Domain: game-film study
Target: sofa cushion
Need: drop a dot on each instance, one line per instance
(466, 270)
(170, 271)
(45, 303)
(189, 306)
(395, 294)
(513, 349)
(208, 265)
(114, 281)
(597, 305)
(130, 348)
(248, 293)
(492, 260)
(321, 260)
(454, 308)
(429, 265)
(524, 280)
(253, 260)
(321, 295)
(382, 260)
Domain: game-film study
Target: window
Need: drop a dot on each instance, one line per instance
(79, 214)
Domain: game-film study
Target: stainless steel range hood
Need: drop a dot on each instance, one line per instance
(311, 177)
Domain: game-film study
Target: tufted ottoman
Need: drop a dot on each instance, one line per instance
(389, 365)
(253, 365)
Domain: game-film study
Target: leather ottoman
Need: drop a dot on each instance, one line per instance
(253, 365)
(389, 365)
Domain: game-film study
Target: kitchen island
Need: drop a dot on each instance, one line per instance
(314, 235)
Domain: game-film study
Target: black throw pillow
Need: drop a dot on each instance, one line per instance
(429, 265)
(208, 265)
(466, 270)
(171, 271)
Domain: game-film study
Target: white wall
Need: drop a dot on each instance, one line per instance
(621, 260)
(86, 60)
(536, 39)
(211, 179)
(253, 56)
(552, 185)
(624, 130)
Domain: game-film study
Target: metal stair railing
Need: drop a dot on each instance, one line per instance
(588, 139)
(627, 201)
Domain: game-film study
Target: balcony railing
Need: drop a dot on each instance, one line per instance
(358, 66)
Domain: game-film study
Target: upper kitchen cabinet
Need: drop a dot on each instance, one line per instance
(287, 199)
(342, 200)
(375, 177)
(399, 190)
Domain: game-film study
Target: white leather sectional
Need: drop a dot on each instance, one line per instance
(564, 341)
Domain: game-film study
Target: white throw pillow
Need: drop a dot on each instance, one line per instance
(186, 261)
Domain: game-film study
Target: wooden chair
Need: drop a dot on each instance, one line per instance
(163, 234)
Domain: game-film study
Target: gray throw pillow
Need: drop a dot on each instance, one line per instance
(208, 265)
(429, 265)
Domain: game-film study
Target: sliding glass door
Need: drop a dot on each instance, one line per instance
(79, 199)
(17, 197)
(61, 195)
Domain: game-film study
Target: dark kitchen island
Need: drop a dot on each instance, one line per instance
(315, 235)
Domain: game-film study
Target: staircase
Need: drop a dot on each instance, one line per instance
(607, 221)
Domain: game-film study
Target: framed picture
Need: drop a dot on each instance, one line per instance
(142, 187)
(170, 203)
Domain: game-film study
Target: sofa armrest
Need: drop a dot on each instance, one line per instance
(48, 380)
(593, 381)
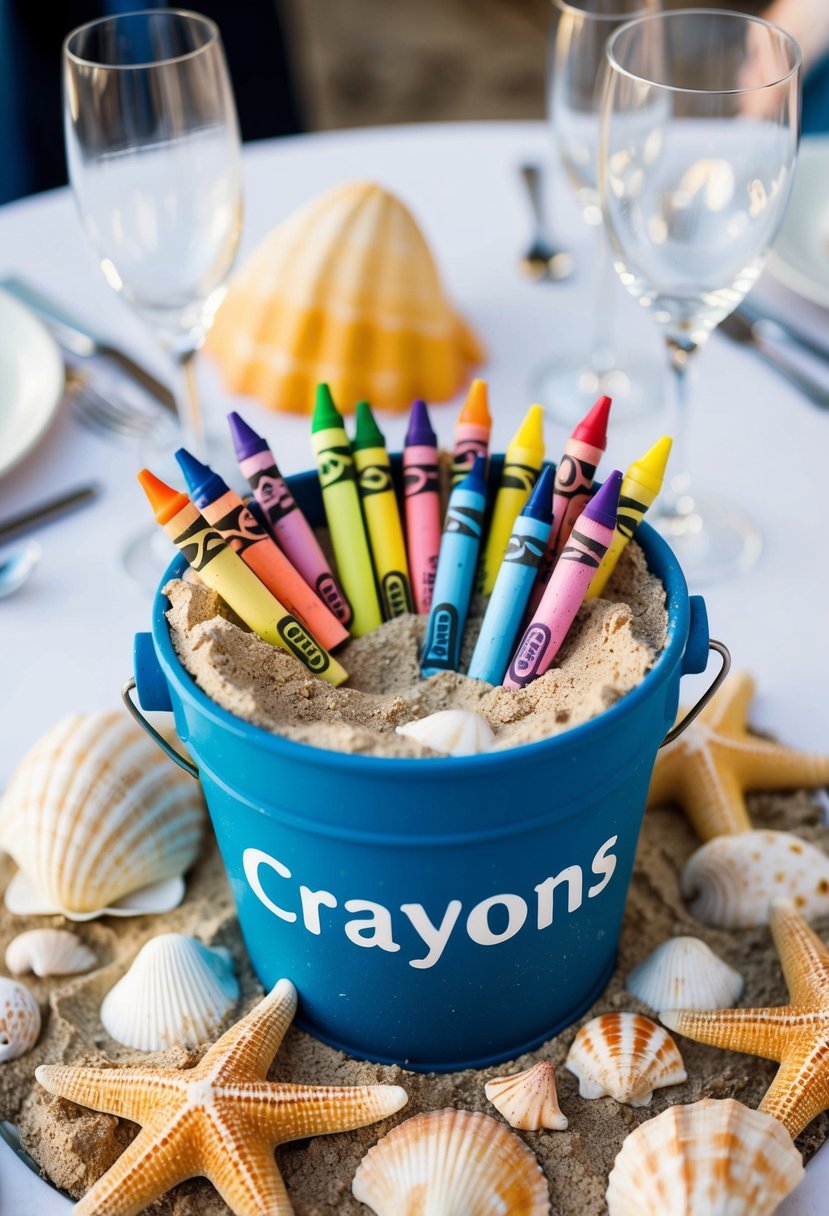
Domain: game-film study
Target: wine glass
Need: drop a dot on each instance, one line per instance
(153, 153)
(699, 142)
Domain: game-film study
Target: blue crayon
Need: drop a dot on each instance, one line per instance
(514, 581)
(456, 572)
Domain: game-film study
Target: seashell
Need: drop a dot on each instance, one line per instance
(528, 1099)
(731, 880)
(626, 1057)
(455, 732)
(684, 973)
(343, 291)
(20, 1019)
(711, 1158)
(99, 820)
(48, 952)
(451, 1163)
(175, 994)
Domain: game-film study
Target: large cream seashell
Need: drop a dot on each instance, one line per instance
(732, 879)
(451, 1163)
(712, 1158)
(624, 1056)
(175, 994)
(99, 820)
(684, 973)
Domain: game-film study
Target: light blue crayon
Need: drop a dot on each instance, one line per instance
(456, 572)
(514, 581)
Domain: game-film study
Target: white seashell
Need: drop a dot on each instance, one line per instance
(456, 732)
(528, 1099)
(732, 879)
(684, 973)
(20, 1019)
(175, 994)
(48, 952)
(711, 1158)
(451, 1163)
(626, 1057)
(99, 820)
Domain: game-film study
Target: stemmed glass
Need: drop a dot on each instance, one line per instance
(697, 158)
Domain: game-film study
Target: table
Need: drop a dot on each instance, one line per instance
(67, 635)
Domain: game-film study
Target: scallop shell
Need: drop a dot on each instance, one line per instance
(99, 820)
(175, 994)
(20, 1019)
(48, 952)
(732, 879)
(344, 291)
(684, 973)
(528, 1099)
(451, 1163)
(626, 1057)
(712, 1158)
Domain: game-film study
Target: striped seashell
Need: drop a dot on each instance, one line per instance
(99, 820)
(624, 1056)
(732, 879)
(451, 1163)
(711, 1158)
(684, 973)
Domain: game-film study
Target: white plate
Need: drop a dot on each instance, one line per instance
(30, 381)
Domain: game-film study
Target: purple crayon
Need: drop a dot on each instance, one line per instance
(587, 544)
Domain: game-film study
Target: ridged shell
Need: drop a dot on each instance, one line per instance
(528, 1099)
(48, 952)
(451, 1163)
(626, 1057)
(684, 973)
(732, 879)
(712, 1158)
(344, 291)
(99, 818)
(175, 994)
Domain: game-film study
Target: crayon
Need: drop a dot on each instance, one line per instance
(285, 521)
(579, 561)
(456, 572)
(225, 511)
(382, 516)
(226, 573)
(522, 465)
(641, 484)
(511, 592)
(422, 505)
(342, 502)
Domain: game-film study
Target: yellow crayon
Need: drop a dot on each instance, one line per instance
(522, 465)
(641, 484)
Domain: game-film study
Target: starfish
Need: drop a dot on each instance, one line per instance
(220, 1119)
(795, 1034)
(716, 759)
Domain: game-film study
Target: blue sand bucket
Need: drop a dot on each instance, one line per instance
(434, 913)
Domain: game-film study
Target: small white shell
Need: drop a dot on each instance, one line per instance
(684, 973)
(732, 879)
(455, 732)
(176, 992)
(48, 952)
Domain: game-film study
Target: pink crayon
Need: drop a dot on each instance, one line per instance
(587, 544)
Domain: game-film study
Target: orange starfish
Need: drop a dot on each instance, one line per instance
(716, 759)
(220, 1119)
(795, 1034)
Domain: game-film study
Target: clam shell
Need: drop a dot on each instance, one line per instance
(626, 1057)
(712, 1158)
(175, 994)
(732, 879)
(99, 820)
(451, 1163)
(684, 973)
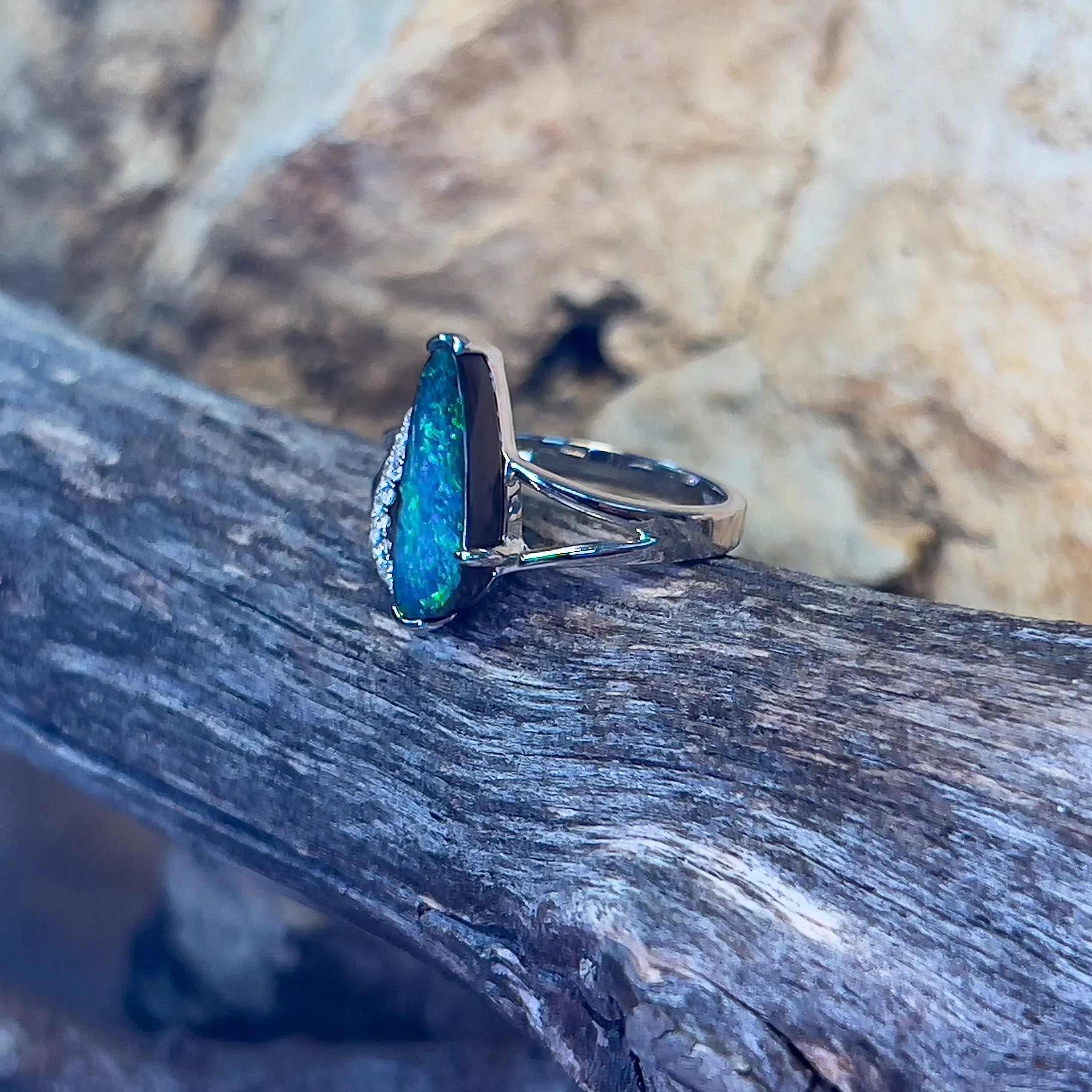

+ + +

## TASK INSTRUCTIONS:
From the first line above to the last, reproduce the records exactly but without the pictures.

## YOUR SOLUTION:
Domain: game-film study
Target: sofa cushion
Need: drop a dot on each instance, one line per instance
(466, 270)
(170, 271)
(45, 303)
(189, 306)
(395, 294)
(513, 349)
(208, 265)
(114, 281)
(597, 305)
(130, 348)
(248, 293)
(492, 260)
(321, 260)
(454, 308)
(429, 265)
(524, 280)
(253, 260)
(321, 295)
(382, 260)
Domain: game-film study
Target: window
Need: drop a dot on each instance, one line per instance
(79, 214)
Domain: game-film study
Target: stainless steel range hood
Need: drop a dot on each instance, one line per instance
(311, 177)
Domain: game-film study
Target: tufted ottoman
Need: drop a dot on each instance, one line per instance
(389, 365)
(253, 365)
Domain: game-film study
Target: leather ottoman
Need: drop a dot on each instance, one line per instance
(253, 365)
(389, 365)
Domain: game-film study
Target: kitchen island
Need: drop a dot on each instance, one line per instance
(314, 235)
Domain: game-film study
Target: black throw pillow
Need: drop a dot on each instance, one line per instance
(429, 265)
(208, 265)
(466, 270)
(171, 271)
Domain: game-film study
Target: white wall
Need: drop a dot on each instance, one line per instance
(621, 260)
(86, 60)
(536, 39)
(211, 179)
(253, 56)
(552, 185)
(624, 130)
Domain: game-film study
Target: metal stair railing
Need: drop a dot on each instance, one line per instance
(588, 139)
(627, 201)
Domain: game-film study
Target: balcony railing
Need: drop a dot on each instance, one line per instance
(358, 66)
Domain: game-film study
Target: upper kitchen cabinet
Need: drop a dot on each instance, one line per instance
(287, 199)
(342, 200)
(375, 177)
(399, 190)
Domain: game-film study
Target: white leather sectional
Need: drop a dot on each instance, one line per instance
(564, 341)
Domain: game-film study
Target: white throw pillow
Need: drop a dot on each instance, one line per instance
(186, 261)
Domain: game-film study
Target: wooden chair
Need: drop a dot on each instance, one line per instance
(163, 234)
Domain: game-film study
Target: gray throw pillow
Need: drop a dot on each instance, one line per instance
(208, 265)
(429, 265)
Domain: game-film study
Target: sliding glass door
Need: drop a dot on each instance, one line per instance
(79, 199)
(17, 197)
(61, 195)
Domain: game-film study
Target: dark kitchen island
Need: drop a dot on each instance, one line per instance
(315, 235)
Domain: game-film study
Target: staircase
Need: drop a dot on each instance, one line per instance
(607, 221)
Domain: game-film study
Target: framed picture
Need: drop a dot on each instance, one line per instance
(142, 187)
(170, 203)
Domain: game-film study
Target: sofa armrest
Need: drop a dot on each instance, one line per instance
(48, 380)
(593, 381)
Domain: game-film study
Target: wine glass
Need: drop a dot on each instance, one line per instance
(153, 153)
(699, 142)
Domain: game-film study
Target: blue crayon
Need: drop a dot on each instance, one line per instance
(514, 581)
(456, 572)
Domain: game-film study
Target: seashell
Need: drop a dot on each instance, one line per instance
(528, 1099)
(731, 880)
(626, 1057)
(455, 732)
(684, 973)
(343, 291)
(20, 1019)
(711, 1158)
(99, 820)
(48, 952)
(451, 1163)
(175, 994)
Domain: game-film study
Target: large cream seashell
Need: drop a dot on each instance, one line per instance
(732, 879)
(451, 1163)
(712, 1158)
(624, 1056)
(175, 994)
(99, 820)
(684, 973)
Domain: game-film study
Target: light blue crayon
Need: drop a dot on each instance, one line per instance
(456, 572)
(514, 581)
Domain: game-film study
Target: white seashell
Need: drop a dot on each instance, one line per instance
(456, 732)
(528, 1099)
(732, 879)
(684, 973)
(20, 1019)
(175, 994)
(48, 952)
(711, 1158)
(451, 1163)
(626, 1057)
(99, 820)
Domain: game-film study
Target: stemmed glass
Need: drop a dot on each instance, one line per instance
(697, 158)
Domain: game-film study
Target: table
Need: drop a dot on each instance, one line per instance
(67, 635)
Domain: game-film study
Target: scallop shell
Need: drop a dot on each instance, one line per instance
(99, 820)
(175, 994)
(20, 1019)
(48, 952)
(732, 879)
(344, 291)
(684, 973)
(528, 1099)
(451, 1163)
(626, 1057)
(712, 1158)
Domain: game-film study
Target: striped seashell
Need: drop a dot on each instance, one line per instance
(99, 820)
(624, 1056)
(732, 879)
(451, 1163)
(711, 1158)
(684, 973)
Domain: game-film study
Target: white plate
Need: drop a dot on each instance, one line per instance
(30, 381)
Domain: game-film study
Target: purple crayon
Need: drop a dot on each instance, one line per instance
(587, 544)
Domain: game-film study
Target: ridged shell
Need: drop a dot on each instance, one line per instance
(528, 1099)
(48, 952)
(451, 1163)
(626, 1057)
(684, 973)
(732, 879)
(712, 1158)
(344, 291)
(99, 818)
(175, 994)
Domain: game-film study
Target: crayon
Need: drop a dot on each instance, one line per instance
(285, 521)
(579, 561)
(456, 572)
(225, 511)
(382, 516)
(226, 573)
(522, 465)
(641, 484)
(511, 592)
(422, 505)
(342, 502)
Domain: game-film study
Target: yellow crayon
Need: drop a dot on each instance, one line per instance
(522, 465)
(641, 484)
Domain: game-film study
Target: starfish
Need: drop a dot on each instance, one line per instance
(220, 1119)
(795, 1034)
(716, 759)
Domain: game-film study
Target: blue sand bucket
Need: drop a dot on each instance, one line per instance
(434, 913)
Domain: game-film study
Target: small white shell
Need: drop a dot on each instance, one line per instance
(684, 973)
(732, 879)
(455, 732)
(176, 992)
(48, 952)
Domain: game-film study
Target: pink crayon
Need: drop a dot on each instance, one line per instance
(587, 544)
Domain: game-film study
Target: orange starfish
Need: drop a dot on each instance, one line per instance
(716, 759)
(220, 1119)
(795, 1034)
Domain: game-film study
Target: clam shell
Need: drop a dot on each instance, one line per instance
(626, 1057)
(712, 1158)
(175, 994)
(732, 879)
(99, 820)
(451, 1163)
(684, 973)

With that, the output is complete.